* [WHAT YOU NEED TO DO]
a) In the forum thread about a scratched gun finish, what was the gun's base price before shipping and other fees?
b) Resume the forum thread about a scratched gun finish from the point where it stops.

** start of SELECTION **

The black chromes Desert Eagle looked different - maybe itw as the lighting. It had a purplish look to it.

Anyway - not a durable finish...

I think if that bothers him - just remove the decocker button and extractor, and send those in. Can't be more than $15 to get them coated in black polymer. Then, put them back. And, he's still got his new gun.

Those 2 parts have never been scratched since I had my slides redone.


----------



## jason0007 (Nov 21, 2006)

It was $523 base price..excluding shipping and other fees which came to $570..then another $50 for ffl fee/background.


----------



## The Hound (Nov 25, 2006)

Ahh...I see. That's not bad, I guess. 

The scratch still bothering you?


----------



## jason0007 (Nov 21, 2006)

what scratch?? lol..

went to the range today...got a few more internally, the barrell etc..
feel better after shooting it and getting down rough and ugly with it..
it ain't a NEW GUN no more...lol

bought the sharpie just in case i get the ill feeling about the scratch..


----------



## Shipwreck (Jan 26, 2006)

** end of SELECTION **
** start of RECORDS SUPPLIED **

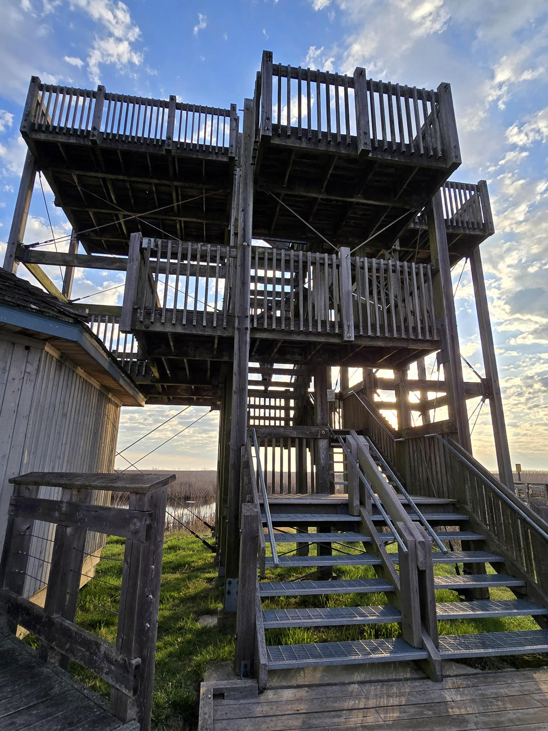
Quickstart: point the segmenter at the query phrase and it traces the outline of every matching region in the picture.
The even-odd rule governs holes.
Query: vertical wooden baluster
[[[332,281],[333,281],[333,319],[335,320],[335,332],[338,333],[339,331],[339,273],[337,270],[337,257],[334,254],[331,254],[331,271],[332,273]],[[346,323],[343,322],[343,327],[346,326]]]
[[[362,281],[359,276],[359,257],[356,257],[355,262],[354,273],[356,276],[356,298],[358,306],[358,326],[359,327],[359,334],[363,335],[363,293],[362,292]],[[343,322],[343,325],[345,327],[346,327],[346,322]]]
[[[388,102],[388,121],[390,125],[390,140],[392,142],[392,151],[395,152],[397,148],[396,140],[396,127],[394,124],[394,99],[392,95],[392,83],[387,84],[387,101]]]
[[[217,308],[218,306],[218,276],[221,266],[221,246],[217,246],[215,260],[215,302],[213,303],[213,327],[217,327]]]
[[[416,321],[416,336],[422,337],[422,328],[421,327],[421,311],[419,304],[419,293],[416,289],[416,264],[411,264],[411,288],[413,290],[413,304],[415,310],[415,317]]]
[[[400,137],[400,152],[406,151],[406,133],[403,127],[403,115],[401,108],[401,93],[400,85],[396,84],[396,113],[397,114],[397,134]]]
[[[198,295],[199,294],[199,265],[202,259],[202,244],[197,244],[196,248],[196,276],[194,277],[194,307],[192,313],[192,325],[196,325],[198,319]]]
[[[253,326],[257,326],[257,309],[259,308],[259,247],[255,247],[255,273],[254,275]]]
[[[356,257],[356,261],[357,262],[357,257]],[[370,302],[369,297],[369,260],[367,257],[363,260],[363,292],[364,297],[365,298],[365,314],[367,316],[368,321],[368,335],[371,334],[371,304]],[[361,309],[361,305],[360,305]],[[359,311],[359,310],[358,310]]]
[[[311,332],[313,315],[312,310],[312,254],[310,251],[306,252],[306,276],[308,279],[308,330]]]
[[[371,110],[371,146],[373,150],[378,147],[377,137],[377,110],[375,107],[375,89],[373,79],[368,81],[369,89],[369,108]]]
[[[380,289],[381,289],[381,307],[382,311],[382,320],[384,327],[384,336],[388,337],[388,317],[387,317],[387,281],[385,276],[386,262],[378,260],[378,270],[380,274]]]
[[[411,265],[412,266],[412,265]],[[407,329],[408,330],[408,338],[416,337],[414,333],[413,327],[413,303],[409,294],[409,266],[407,262],[403,262],[403,292],[406,296],[406,311],[407,312]]]
[[[387,137],[387,118],[384,110],[384,86],[382,81],[379,81],[377,88],[378,88],[378,105],[381,112],[381,133],[382,135],[382,148],[386,152],[388,149],[388,140]]]
[[[421,89],[421,101],[422,102],[422,113],[425,117],[425,139],[426,140],[428,150],[428,157],[432,157],[433,151],[432,150],[432,134],[430,126],[428,122],[428,107],[426,103],[426,89],[423,87]]]
[[[204,293],[204,318],[202,325],[204,327],[208,324],[208,299],[209,298],[209,267],[211,263],[211,245],[208,244],[205,262],[205,289]]]
[[[312,113],[312,99],[311,99],[310,69],[306,69],[306,139],[312,139],[312,124],[311,115]]]
[[[173,325],[175,324],[175,318],[177,316],[177,301],[179,296],[179,276],[180,276],[180,259],[182,251],[183,243],[181,241],[179,241],[177,247],[177,264],[175,265],[175,291],[173,293],[173,313],[171,318],[171,322]]]
[[[190,296],[189,289],[190,289],[190,260],[191,260],[191,244],[189,243],[186,249],[186,277],[185,279],[185,304],[183,308],[183,325],[186,325],[186,311],[189,308],[189,297]],[[225,284],[226,288],[226,284]]]
[[[291,137],[291,67],[287,67],[287,137]]]
[[[409,140],[409,154],[414,155],[415,144],[413,141],[413,121],[411,120],[411,106],[409,105],[409,88],[407,84],[403,87],[403,99],[406,105],[406,121],[407,122],[407,136]]]
[[[161,306],[161,322],[166,321],[166,306],[167,305],[167,289],[170,287],[170,267],[171,265],[171,239],[167,242],[167,255],[166,257],[166,274],[164,282],[164,303]]]
[[[377,337],[381,336],[381,322],[378,316],[378,295],[377,292],[377,260],[371,260],[371,278],[373,280],[373,306],[375,310],[375,327]]]
[[[295,252],[289,251],[289,329],[295,329]]]
[[[425,284],[425,265],[416,265],[419,274],[419,289],[420,291],[421,305],[422,306],[422,336],[425,340],[432,337],[428,326],[428,306],[426,285]]]
[[[321,142],[321,86],[319,69],[316,72],[316,118],[318,126],[318,142]]]
[[[158,297],[158,285],[160,282],[160,259],[161,258],[161,239],[156,239],[156,265],[154,270],[154,292],[152,299],[152,314],[151,315],[151,322],[154,322],[154,317],[156,311],[156,301]]]
[[[350,135],[350,102],[349,102],[349,77],[344,75],[344,126],[346,132],[346,146],[351,143]]]
[[[340,103],[339,99],[339,75],[335,75],[335,122],[337,126],[337,144],[340,144]]]
[[[281,64],[278,64],[278,136],[281,135]]]
[[[325,118],[327,124],[327,143],[331,142],[331,92],[330,91],[330,72],[325,72]]]
[[[403,297],[401,289],[401,265],[396,262],[396,297],[397,298],[397,309],[400,312],[400,337],[405,338],[406,321],[403,315]],[[411,337],[411,336],[409,336]]]
[[[302,100],[301,100],[301,96],[302,96],[302,91],[301,91],[302,77],[302,69],[301,69],[300,67],[299,67],[299,68],[297,69],[297,125],[298,125],[297,129],[297,139],[299,139],[299,140],[302,140],[302,110],[301,109],[301,107],[302,107]]]
[[[416,93],[416,86],[413,87],[413,109],[415,114],[415,128],[416,129],[416,143],[419,147],[419,154],[421,157],[425,154],[425,148],[422,144],[422,135],[421,134],[421,120],[419,111],[419,98]]]
[[[397,337],[396,335],[396,308],[395,306],[394,300],[394,276],[392,275],[392,268],[394,267],[394,262],[389,259],[387,262],[387,267],[388,268],[388,298],[390,302],[390,322],[392,322],[392,337]]]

** end of RECORDS SUPPLIED **

* [THE REPLIES]
a) $523.

b)
U will ALWAYS get some wear on the barrel. ALls emi autos do this. Ain't nothin' U can do about that.

My slides are perfect. Always have that wear on the barrel block and on the top of the barrel.


----------



## YakkoWarner (Feb 4, 2007)

I had a very small, hairline "scratch" on one of my pistols. It was so small, it was only noticeable when light reflected off it, which would sharply contrast with the flat black finish. It was as if that spot was not blued at all.

I ended up using the Presto Gun Blue pen
http://www.birchwoodcasey.com/sport/index.html
which blued that spot, and I can't tell I ever had a problem there.

I think this will work only if the bluing is missing; not if the bluing is worn.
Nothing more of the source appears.